* [取り組む課題]:
A - 筋原繊維のX線回折に関する文章によると、今回記録された回折像で完全に欠損していたのはどの反射か。
B - 筋原繊維のX線回折に関する文章のうち、「マイクロビームに対し、グリッ」から始まり「に由来することがわかります。」で終わる部分を一字一句違えずに書き写しなさい。
C - 筋原繊維のX線回折に関する文章を、最後の文の後から引き継いで書き進めなさい。

* [掲載文]:
····················

マイクロビームに対し、グリッドを上下左右に走査して反射を生じる箇所(筋原繊維の吸着している場所)を探しました。多数の筋原繊維が吸着しているはずですが、反射は稀にしか記録されませんでした。これは、反射の生じるブラッグ条件(注3)を満たす向きで吸着している筋原繊維が少ないためと考えられます。反射が見える場所では、筋フィラメントの6角格子に由来する赤道反射のうち、最も強い1,0反射と2,0反射が見えています(図2)。グリッドを動かしながらこれらの反射の強度が変化する様子を測ると、反射を生じている物体の径を推定することができます。マイクロビームの径で補正したとき、径が2.7と3.5マイクロメーターの2つの物体が少し離れて並んでいると推定されました。これらの径は先に述べた単一筋原繊維の径と一致します。またビームの径も2マイクロメーター程度と1個の筋節の長さ以下ですので、まさに単一筋原繊維中のただ1個の筋節相当の領域から回折像が記録されたことになります。
また、反射の並ぶ方向に沿って測定した強度プロファイルが図3です。1,0反射と2,0反射が見えています。筋細胞にもっと太いビームを当てたときには、この2つの反射の間に1,1反射が必ず見えます。図3には、以前に径50マイクロメートルのX線を繊維の軸に沿って当てたときに記録された回折像のプロファイルを重ねてあります(灰色の線)。これと比較すると、今回記録された回折像からは1,1反射だけが完全に欠損しているのがわかります。これは、1つの筋節が単一のフィラメント格子しか含まず、これが1,0(と2,0)格子面に対してブラッグ条件を満たすとき、1,1格子面に対しては絶対にブラッグ条件を満たさないからです。このことからも反射が筋節の単一の格子に由来することがわかります。
3.今後の期待
細胞内に多種存在する細胞小器官では、多くの種類の蛋白質や脂質などが複雑に相互作用しながら機能しています。今後はこれらの細胞小器官の構造を「その場観察」する需要が高まると思われます。今回の測定でこれらの細胞小器官と同程度の体積の試料から回折像が記録されたことから、X線回折法による細胞小器官の構造解析が現実のものになったといえるでしょう。また照射損傷を減らしより少量の試料から回折像を記録する上で、瞬間凍結法とX線回折法の組み合わせはマイクロビームを用いない応用にも有効と考えられます。
<参考資料>
a:全筋。多数の筋細胞(筋線維)が集まってできている。
b:筋細胞。直径50 - 100マイクロメートル。直径1 - 2マイクロメートルの筋原繊維が多数集まってできている。昆虫の場合は筋細胞、筋原繊維とも太めである。
c:筋原繊維の拡大図。長さ2 - 2.5マイクロメートルの筋節(サルコメア)が多数直列に並んでいる。この中で収縮蛋白ミオシンとアクチンのフィラメントが六角格子状に配列している(d)。1個の筋節中では格子の向きは揃っている(単結晶)。d 中の数字(1,0,1,1)は特定の格子面を表わす指数。
1マイクロメーターのステップでグリッドを移動させ記録した回折像を並べてある。
図2.は、IUCr(国際結晶学会)の許可を得て H. Iwamoto et al., J. Synchrotron Rad. (2005). 12, 479-483 の Figure 5 から転載しました。)

····················

* [表示される情報]:
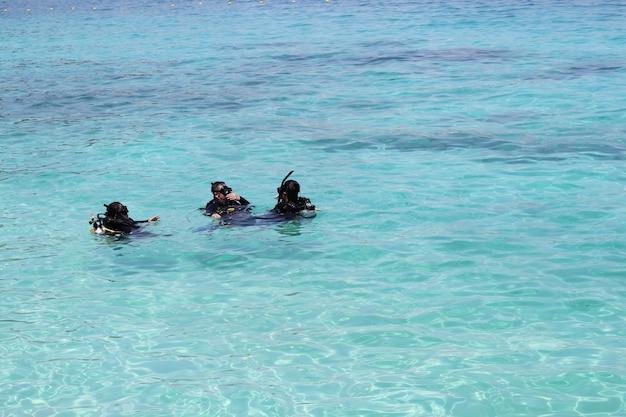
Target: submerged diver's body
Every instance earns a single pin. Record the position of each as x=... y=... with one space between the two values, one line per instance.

····················

* [課題の解答]:
A - 1,1反射

B -
マイクロビームに対し、グリッドを上下左右に走査して反射を生じる箇所(筋原繊維の吸着している場所)を探しました。多数の筋原繊維が吸着しているはずですが、反射は稀にしか記録されませんでした。これは、反射の生じるブラッグ条件(注3)を満たす向きで吸着している筋原繊維が少ないためと考えられます。反射が見える場所では、筋フィラメントの6角格子に由来する赤道反射のうち、最も強い1,0反射と2,0反射が見えています(図2)。グリッドを動かしながらこれらの反射の強度が変化する様子を測ると、反射を生じている物体の径を推定することができます。マイクロビームの径で補正したとき、径が2.7と3.5マイクロメーターの2つの物体が少し離れて並んでいると推定されました。これらの径は先に述べた単一筋原繊維の径と一致します。またビームの径も2マイクロメーター程度と1個の筋節の長さ以下ですので、まさに単一筋原繊維中のただ1個の筋節相当の領域から回折像が記録されたことになります。
また、反射の並ぶ方向に沿って測定した強度プロファイルが図3です。1,0反射と2,0反射が見えています。筋細胞にもっと太いビームを当てたときには、この2つの反射の間に1,1反射が必ず見えます。図3には、以前に径50マイクロメートルのX線を繊維の軸に沿って当てたときに記録された回折像のプロファイルを重ねてあります(灰色の線)。これと比較すると、今回記録された回折像からは1,1反射だけが完全に欠損しているのがわかります。これは、1つの筋節が単一のフィラメント格子しか含まず、これが1,0(と2,0)格子面に対してブラッグ条件を満たすとき、1,1格子面に対しては絶対にブラッグ条件を満たさないからです。このことからも反射が筋節の単一の格子に由来することがわかります。

C -
Figure 2 is reproduced with IUCr's copyright permission from "X-ray microdiffraction and conventional diffraction from frozen-hydrated biological specimens", H. Iwamoto, K. Inoue, T. Fujisawa and N. Yagi, J. Synchrotron Rad. (2005). 12, 479-483.
径50マイクロメーターのビームを当てて多数の筋原繊維から記録したときのプロファイル(灰色の実線)と比較している。
図3.は、IUCr(国際結晶学会)の許可を得て H. Iwamoto et al., J. Synchrotron Rad. (2005). 12, 479-483 の Figure 5 から転載しました。)
Figure 3 is reproduced with IUCr's copyright permission from "X-ray microdiffraction and conventional diffraction from frozen-hydrated biological specimens", H. Iwamoto, K. Inoue, T. Fujisawa and N. Yagi, J. Synchrotron Rad. (2005). 12, 479-483.
<用語解説>
- 注1 ブレンダー
高速で回転する歯によって試料を破砕する装置。
- 注2 クライオチェンバー
試料を極低温に長時間安定して保つための試料箱。内部に液体窒素または液体ヘリウムを灌流して試料を極低温に保つ。また外部との熱絶縁をはかるため試料は真空中に置く。
- 注3 ブラッグ条件
単色のX線が結晶の格子面にある特定の角度で入射したときだけ、各格子面で散乱した光が干渉して強め合い、反射が生じる。この反射を生じる条件をブラッグ条件という。ブラッグ条件を満たす入射角の範囲は極めて狭く、無機物の完全結晶では10秒程度(秒は1度の1/3600)である。